EXERCISE MATERIALS.

[Start of section]

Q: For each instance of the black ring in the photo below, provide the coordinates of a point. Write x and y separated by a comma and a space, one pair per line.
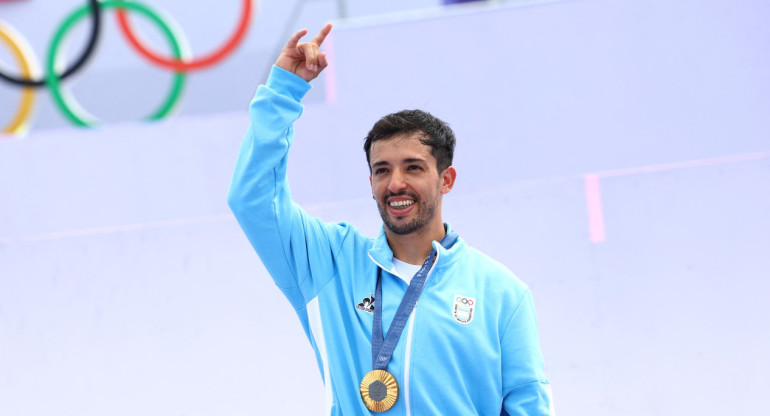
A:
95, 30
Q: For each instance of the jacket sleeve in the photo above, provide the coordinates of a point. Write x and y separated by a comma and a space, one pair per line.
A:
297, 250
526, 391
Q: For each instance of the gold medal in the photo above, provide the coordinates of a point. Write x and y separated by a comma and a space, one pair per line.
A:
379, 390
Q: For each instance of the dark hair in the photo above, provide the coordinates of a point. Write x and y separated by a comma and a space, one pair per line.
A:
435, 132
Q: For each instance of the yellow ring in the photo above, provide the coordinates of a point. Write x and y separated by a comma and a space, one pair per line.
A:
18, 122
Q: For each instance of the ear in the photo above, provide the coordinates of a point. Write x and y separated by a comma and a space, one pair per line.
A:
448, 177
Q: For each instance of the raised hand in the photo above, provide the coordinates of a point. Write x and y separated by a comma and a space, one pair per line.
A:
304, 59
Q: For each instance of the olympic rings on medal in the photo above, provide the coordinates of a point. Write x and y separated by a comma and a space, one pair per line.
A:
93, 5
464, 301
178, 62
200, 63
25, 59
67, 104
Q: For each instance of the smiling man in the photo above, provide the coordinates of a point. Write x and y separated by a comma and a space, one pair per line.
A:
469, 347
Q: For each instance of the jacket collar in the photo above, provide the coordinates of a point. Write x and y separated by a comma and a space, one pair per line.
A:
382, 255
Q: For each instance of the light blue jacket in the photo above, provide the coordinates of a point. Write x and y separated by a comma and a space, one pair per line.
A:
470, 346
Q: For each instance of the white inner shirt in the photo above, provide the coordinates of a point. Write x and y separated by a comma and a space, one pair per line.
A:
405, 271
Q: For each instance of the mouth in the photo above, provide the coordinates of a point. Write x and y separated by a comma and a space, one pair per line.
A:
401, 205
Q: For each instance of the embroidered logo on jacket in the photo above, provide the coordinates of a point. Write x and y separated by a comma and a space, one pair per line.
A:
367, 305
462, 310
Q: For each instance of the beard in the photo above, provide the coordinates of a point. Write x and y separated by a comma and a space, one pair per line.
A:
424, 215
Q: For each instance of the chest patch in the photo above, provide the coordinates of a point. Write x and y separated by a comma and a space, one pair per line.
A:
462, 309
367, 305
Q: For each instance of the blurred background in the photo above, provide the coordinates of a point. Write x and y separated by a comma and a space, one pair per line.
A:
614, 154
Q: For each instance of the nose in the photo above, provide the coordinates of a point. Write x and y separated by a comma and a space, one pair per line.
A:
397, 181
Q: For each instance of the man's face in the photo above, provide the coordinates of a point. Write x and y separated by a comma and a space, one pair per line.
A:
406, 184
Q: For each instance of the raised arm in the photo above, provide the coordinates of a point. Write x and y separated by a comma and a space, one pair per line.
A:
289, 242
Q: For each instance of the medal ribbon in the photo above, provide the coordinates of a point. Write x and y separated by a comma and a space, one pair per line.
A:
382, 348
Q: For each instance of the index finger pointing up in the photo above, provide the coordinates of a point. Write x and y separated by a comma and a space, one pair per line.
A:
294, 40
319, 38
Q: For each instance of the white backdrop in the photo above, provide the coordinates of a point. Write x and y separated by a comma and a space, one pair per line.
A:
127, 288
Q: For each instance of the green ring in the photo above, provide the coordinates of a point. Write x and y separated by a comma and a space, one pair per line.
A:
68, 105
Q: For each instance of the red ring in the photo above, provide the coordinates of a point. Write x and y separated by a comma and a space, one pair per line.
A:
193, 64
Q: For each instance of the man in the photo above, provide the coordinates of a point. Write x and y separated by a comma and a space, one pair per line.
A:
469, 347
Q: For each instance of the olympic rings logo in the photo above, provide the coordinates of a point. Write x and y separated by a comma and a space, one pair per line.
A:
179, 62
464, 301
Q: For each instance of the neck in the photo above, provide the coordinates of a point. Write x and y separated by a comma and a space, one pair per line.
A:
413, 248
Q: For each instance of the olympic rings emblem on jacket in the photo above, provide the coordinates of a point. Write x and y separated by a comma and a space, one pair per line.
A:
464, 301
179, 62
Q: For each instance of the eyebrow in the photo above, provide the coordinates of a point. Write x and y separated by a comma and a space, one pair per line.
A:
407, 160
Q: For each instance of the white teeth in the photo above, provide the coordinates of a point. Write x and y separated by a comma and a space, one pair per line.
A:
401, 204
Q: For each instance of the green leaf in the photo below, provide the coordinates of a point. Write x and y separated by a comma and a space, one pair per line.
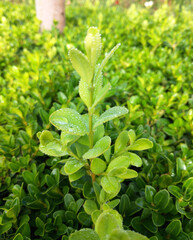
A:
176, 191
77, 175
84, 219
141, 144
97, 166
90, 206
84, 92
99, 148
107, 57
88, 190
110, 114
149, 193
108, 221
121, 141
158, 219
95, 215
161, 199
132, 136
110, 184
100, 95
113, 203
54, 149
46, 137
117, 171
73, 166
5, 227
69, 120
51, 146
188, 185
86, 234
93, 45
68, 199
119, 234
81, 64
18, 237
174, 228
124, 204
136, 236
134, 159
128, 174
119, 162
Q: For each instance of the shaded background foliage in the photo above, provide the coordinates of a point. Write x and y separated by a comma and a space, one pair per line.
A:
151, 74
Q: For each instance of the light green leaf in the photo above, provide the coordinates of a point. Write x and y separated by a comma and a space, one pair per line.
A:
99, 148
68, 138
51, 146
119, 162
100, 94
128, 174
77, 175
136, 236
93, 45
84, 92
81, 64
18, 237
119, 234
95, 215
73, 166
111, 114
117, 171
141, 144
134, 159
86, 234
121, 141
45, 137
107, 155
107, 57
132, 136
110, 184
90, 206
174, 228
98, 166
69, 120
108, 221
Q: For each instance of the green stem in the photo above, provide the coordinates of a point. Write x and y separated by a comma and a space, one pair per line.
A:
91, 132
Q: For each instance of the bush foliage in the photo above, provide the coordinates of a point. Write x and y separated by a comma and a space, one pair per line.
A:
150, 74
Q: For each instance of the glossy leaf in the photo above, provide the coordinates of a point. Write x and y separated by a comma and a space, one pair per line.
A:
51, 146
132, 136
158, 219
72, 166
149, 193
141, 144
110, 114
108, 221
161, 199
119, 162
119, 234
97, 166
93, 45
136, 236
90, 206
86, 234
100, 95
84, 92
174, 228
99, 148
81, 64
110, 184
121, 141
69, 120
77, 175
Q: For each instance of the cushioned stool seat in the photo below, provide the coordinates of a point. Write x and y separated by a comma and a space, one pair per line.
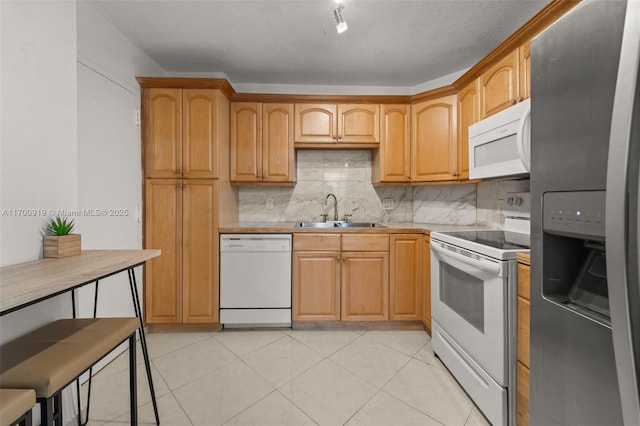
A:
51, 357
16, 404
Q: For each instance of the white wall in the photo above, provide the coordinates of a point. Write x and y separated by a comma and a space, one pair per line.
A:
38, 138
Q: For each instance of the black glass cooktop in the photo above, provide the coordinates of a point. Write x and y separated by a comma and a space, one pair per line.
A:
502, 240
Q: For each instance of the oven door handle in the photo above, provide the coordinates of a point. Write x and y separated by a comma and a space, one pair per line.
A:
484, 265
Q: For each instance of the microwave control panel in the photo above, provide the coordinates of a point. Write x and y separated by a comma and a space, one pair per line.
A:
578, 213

[End of section]

WHAT THE TASK ASKS. Looking at the records above, tally the lines holding "raised" and reply with that number only.

RESULT. 2